[Start of Raw records]
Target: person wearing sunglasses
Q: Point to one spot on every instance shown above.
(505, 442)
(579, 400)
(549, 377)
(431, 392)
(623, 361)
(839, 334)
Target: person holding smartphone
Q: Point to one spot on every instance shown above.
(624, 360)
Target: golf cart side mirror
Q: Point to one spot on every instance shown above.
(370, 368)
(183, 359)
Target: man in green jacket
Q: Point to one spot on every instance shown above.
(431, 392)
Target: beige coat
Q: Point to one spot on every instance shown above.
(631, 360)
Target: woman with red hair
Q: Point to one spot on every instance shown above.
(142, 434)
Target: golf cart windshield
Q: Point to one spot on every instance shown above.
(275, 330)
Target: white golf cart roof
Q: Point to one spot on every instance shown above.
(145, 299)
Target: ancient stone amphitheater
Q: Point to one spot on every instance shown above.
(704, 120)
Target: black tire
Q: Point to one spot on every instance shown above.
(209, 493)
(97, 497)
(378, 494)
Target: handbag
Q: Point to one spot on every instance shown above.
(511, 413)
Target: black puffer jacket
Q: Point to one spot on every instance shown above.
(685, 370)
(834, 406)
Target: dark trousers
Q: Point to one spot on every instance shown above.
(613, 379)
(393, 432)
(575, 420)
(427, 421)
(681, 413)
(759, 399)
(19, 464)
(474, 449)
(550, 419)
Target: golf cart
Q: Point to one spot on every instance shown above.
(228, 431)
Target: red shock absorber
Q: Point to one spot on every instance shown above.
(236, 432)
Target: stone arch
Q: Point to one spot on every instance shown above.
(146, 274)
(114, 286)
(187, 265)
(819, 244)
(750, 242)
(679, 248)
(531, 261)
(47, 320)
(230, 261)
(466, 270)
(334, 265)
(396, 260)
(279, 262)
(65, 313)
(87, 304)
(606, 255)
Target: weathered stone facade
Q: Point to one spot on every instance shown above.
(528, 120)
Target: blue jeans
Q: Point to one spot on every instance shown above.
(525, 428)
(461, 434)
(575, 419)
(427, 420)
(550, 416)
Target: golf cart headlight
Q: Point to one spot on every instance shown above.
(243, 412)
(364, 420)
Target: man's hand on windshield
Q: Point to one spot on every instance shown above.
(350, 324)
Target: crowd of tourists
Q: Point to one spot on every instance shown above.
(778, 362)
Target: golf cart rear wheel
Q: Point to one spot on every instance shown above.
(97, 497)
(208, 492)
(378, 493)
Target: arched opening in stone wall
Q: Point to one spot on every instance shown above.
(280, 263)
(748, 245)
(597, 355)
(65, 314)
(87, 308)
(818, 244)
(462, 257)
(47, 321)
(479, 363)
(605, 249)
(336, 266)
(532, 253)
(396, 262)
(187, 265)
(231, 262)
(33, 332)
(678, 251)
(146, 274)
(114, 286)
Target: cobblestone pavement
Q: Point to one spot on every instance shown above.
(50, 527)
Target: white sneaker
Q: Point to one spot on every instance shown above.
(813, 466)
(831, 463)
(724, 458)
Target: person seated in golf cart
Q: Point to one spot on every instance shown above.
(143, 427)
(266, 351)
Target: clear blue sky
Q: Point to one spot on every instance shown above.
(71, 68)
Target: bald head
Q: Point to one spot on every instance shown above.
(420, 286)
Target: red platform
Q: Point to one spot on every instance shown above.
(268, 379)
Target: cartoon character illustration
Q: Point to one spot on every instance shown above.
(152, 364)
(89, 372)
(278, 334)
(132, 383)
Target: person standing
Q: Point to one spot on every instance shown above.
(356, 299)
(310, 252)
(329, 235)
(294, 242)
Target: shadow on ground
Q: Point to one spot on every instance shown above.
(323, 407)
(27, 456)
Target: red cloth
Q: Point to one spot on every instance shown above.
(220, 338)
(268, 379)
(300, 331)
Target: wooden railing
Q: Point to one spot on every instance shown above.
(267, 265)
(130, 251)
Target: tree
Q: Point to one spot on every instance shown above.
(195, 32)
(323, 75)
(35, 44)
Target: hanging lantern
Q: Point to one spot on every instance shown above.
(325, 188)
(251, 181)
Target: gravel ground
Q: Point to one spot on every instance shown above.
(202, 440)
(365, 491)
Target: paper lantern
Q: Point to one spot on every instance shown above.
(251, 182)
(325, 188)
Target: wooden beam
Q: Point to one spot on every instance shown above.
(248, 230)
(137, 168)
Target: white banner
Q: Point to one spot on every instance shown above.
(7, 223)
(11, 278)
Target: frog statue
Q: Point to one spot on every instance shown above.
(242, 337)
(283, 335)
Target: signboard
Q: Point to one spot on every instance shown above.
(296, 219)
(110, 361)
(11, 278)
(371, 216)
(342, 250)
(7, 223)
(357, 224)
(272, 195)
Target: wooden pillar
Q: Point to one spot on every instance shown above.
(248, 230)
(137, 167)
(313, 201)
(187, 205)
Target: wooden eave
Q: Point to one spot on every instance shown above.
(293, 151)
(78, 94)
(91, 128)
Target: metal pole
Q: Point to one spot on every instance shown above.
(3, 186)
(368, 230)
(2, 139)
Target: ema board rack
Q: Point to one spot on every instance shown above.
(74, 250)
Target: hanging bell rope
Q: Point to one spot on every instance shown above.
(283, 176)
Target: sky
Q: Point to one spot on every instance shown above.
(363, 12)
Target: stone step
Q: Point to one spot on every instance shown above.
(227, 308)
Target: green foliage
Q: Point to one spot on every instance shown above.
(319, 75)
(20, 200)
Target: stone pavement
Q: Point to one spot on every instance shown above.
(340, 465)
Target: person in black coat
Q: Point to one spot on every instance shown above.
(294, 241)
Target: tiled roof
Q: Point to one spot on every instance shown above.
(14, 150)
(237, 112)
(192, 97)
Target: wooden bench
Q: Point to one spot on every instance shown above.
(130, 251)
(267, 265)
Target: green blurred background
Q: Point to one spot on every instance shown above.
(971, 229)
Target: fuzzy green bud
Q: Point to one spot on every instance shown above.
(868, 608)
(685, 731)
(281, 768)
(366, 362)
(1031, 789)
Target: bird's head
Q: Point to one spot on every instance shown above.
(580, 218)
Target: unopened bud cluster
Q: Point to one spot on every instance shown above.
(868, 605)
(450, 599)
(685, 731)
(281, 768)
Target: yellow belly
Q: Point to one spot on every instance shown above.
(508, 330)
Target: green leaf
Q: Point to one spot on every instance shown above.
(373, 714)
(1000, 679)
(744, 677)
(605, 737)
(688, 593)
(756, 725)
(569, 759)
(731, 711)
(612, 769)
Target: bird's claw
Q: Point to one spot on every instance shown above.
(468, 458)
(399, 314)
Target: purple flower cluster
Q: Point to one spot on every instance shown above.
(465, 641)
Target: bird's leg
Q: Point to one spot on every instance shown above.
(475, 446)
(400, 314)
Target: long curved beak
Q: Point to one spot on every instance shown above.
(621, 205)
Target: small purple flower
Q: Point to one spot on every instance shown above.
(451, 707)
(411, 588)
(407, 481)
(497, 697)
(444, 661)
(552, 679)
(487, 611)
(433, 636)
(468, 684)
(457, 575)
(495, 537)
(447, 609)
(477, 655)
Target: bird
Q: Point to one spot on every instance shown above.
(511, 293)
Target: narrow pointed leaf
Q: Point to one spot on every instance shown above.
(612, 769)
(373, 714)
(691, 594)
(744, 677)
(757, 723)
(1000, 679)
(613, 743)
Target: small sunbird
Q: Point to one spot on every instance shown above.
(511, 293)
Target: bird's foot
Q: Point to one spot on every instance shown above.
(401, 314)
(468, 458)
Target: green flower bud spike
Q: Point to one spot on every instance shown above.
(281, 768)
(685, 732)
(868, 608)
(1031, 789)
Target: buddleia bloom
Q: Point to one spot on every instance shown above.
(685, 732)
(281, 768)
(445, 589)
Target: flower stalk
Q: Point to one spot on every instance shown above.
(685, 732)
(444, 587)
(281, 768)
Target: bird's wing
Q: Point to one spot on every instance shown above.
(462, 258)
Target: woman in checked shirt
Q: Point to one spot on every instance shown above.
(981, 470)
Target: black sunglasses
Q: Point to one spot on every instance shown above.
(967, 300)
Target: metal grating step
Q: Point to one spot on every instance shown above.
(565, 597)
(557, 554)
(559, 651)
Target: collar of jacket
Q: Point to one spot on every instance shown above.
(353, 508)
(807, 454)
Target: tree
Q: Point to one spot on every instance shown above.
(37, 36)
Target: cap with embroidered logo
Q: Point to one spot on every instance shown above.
[End of Raw records]
Give back exactly the lines beginning at the one with "Target: purple flower cluster" and ending at the final line of the material; both boundary lines belong in it.

Target: purple flower cluster
Q: Point to one spot on every instance shown above.
(465, 641)
Target: bird's leg
Q: Point to one spot on every instance shown above.
(475, 446)
(400, 314)
Target: long curved beak
Q: Point to one spot on every instance shown above.
(621, 205)
Target: small purple flower
Q: Point to one spot on every instance shown above.
(451, 707)
(411, 588)
(407, 481)
(497, 697)
(444, 661)
(552, 679)
(487, 611)
(433, 636)
(468, 684)
(457, 575)
(495, 537)
(447, 609)
(477, 655)
Target: bird
Q: Point to one spot on every instance shown above.
(511, 293)
Target: narrow pointed leaf
Q: Point to one spot on every instance shown above.
(612, 769)
(373, 714)
(691, 594)
(744, 677)
(757, 723)
(1000, 679)
(613, 743)
Target: small sunbird
Q: Point to one spot on every instance shown above.
(511, 293)
Target: bird's foot
Q: Point to one spot on every instance shown above.
(401, 314)
(468, 458)
Target: green flower bud spike
Q: Point to one spot on every instance shown above.
(281, 768)
(685, 732)
(868, 608)
(1031, 789)
Target: buddleia bloom
Q: Point to one spot on every instance shown above.
(685, 732)
(281, 768)
(445, 589)
Target: flower stalk
Q: Point to one spot on every instance shown above.
(685, 732)
(444, 587)
(281, 768)
Target: bird's wing
Q: Point to one spot on every instance shown above.
(462, 258)
Target: woman in checked shirt
Q: Point to one spot on every instance shown above.
(981, 470)
Target: black sunglasses
Q: Point to one spot on every instance shown above.
(967, 300)
Target: metal grating step
Q: Point to one spot on every instance shown above.
(565, 597)
(557, 554)
(559, 651)
Target: collar of jacket
Q: Point to one spot on every instance shown above.
(353, 508)
(807, 454)
Target: tree
Q: Point to one spot on every instance shown above.
(37, 36)
Target: cap with embroidered logo
Q: Point to one spot on every instance shown above.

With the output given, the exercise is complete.